▶ [The problem]:
Reproduce word for word the part of the text below on Italy's exit tax amendment, starting at "It is entirely" and ending at "OFCs not Covered.".

▶ [Excerpt]:
“Urgent measures for competition, infrastructure development and competitiveness”.
That is the aim of a new amendment to Italy’s tax law which will facilitate the tax-free migration of its companies to tax ‘friendlier’ European Offshore Financial Centres (OFCs).
Subject to the usual implementation rules that will clarify its application, the law will allow an Italian company relocating its tax residency to elect for a deferral of taxation on its unrealised capital gains until the gain is in fact realised.
It is entirely possible therefore that a company could arrange its affairs in such a way that no capital gain ever arises.
Freedom of Establishment
The new rule is a legislative response by Italy to a formal request from the European Commission (EC) to align its ‘exit’ tax with the principle of ‘freedom of establishment’ as discussed by the European Court of Justice (ECJ) in its National Grid Industries judgement (C-371/10).
In that case the ECJ ruled that Article 49 of the Treaty on the Functioning of the European Union prohibits an European Union (EU) member state from prescribing an immediate levy of tax (a so-called ‘exit’ tax) at the time of the relocation.
Non-European OFCs not Covered.

▶ [Information supplied]:
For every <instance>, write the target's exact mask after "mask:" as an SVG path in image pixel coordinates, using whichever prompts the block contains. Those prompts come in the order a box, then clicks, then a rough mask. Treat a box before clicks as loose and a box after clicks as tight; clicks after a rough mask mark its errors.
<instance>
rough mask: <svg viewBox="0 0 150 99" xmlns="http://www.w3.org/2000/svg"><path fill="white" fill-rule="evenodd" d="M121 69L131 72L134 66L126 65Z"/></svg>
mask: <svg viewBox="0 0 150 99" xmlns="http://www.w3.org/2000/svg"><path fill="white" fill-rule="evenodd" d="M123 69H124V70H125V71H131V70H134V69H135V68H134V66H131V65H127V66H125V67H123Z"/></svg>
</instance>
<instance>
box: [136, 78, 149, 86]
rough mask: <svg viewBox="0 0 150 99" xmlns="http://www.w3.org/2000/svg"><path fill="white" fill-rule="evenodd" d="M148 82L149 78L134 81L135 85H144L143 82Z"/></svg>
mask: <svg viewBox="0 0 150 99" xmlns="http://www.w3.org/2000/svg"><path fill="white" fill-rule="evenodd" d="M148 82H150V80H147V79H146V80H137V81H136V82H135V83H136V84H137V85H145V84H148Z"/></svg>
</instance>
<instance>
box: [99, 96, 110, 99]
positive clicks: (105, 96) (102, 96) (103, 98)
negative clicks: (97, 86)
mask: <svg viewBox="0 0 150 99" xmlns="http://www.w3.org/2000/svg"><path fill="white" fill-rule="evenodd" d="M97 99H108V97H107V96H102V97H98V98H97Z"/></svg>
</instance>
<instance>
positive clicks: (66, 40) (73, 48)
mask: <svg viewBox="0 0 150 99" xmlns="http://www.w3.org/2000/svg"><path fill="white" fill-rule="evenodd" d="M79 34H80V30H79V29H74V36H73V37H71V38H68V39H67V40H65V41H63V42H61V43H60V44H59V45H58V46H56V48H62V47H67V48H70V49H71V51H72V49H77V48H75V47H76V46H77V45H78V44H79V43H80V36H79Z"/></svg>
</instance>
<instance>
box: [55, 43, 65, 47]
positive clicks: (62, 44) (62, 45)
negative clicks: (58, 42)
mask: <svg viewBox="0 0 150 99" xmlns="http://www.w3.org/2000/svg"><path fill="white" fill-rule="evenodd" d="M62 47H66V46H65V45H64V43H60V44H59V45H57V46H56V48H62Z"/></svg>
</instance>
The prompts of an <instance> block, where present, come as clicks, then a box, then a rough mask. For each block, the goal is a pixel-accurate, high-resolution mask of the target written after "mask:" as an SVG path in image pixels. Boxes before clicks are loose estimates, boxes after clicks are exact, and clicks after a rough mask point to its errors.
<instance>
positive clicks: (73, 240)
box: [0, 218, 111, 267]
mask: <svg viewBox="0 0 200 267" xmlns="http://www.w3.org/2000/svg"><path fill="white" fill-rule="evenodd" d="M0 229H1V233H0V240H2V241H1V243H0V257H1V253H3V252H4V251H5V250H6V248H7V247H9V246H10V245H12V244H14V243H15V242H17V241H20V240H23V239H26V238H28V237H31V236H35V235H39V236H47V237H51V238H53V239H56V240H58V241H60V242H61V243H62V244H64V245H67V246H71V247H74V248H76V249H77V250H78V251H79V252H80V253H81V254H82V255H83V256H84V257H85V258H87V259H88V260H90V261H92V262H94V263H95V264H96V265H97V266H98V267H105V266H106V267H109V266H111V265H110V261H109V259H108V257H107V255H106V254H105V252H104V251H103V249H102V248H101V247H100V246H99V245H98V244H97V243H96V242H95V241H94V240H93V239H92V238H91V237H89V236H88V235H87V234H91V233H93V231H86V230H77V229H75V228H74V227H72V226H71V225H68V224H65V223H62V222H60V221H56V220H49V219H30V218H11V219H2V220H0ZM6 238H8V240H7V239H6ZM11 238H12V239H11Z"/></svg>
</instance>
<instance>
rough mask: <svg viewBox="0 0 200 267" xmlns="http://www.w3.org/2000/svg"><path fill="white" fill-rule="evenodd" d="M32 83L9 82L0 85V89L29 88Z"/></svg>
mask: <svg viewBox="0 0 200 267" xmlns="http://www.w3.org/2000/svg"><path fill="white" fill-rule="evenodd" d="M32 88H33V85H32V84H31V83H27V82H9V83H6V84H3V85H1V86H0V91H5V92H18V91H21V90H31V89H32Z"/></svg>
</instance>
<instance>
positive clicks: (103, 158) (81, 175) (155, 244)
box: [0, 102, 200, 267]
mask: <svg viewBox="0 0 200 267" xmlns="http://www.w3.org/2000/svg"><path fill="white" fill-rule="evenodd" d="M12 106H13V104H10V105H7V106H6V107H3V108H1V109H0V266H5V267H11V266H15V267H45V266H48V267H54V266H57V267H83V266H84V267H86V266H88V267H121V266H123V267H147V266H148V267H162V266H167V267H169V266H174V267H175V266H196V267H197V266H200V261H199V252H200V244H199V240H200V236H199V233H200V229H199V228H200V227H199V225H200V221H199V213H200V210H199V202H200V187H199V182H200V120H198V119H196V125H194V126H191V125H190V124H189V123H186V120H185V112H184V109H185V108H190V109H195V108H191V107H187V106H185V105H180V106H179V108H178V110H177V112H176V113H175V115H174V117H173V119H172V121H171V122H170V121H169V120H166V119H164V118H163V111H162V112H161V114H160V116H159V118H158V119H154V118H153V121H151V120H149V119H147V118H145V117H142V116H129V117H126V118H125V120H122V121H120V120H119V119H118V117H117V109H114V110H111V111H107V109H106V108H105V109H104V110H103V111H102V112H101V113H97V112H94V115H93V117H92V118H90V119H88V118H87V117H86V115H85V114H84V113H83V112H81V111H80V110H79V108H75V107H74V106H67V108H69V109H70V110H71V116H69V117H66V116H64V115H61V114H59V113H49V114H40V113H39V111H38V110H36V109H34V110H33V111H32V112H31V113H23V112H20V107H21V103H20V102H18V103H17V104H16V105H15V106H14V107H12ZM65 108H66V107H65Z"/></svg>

▶ [Answer area]:
It is entirely possible therefore that a company could arrange its affairs in such a way that no capital gain ever arises.
Freedom of Establishment
The new rule is a legislative response by Italy to a formal request from the European Commission (EC) to align its ‘exit’ tax with the principle of ‘freedom of establishment’ as discussed by the European Court of Justice (ECJ) in its National Grid Industries judgement (C-371/10).
In that case the ECJ ruled that Article 49 of the Treaty on the Functioning of the European Union prohibits an European Union (EU) member state from prescribing an immediate levy of tax (a so-called ‘exit’ tax) at the time of the relocation.
Non-European OFCs not Covered.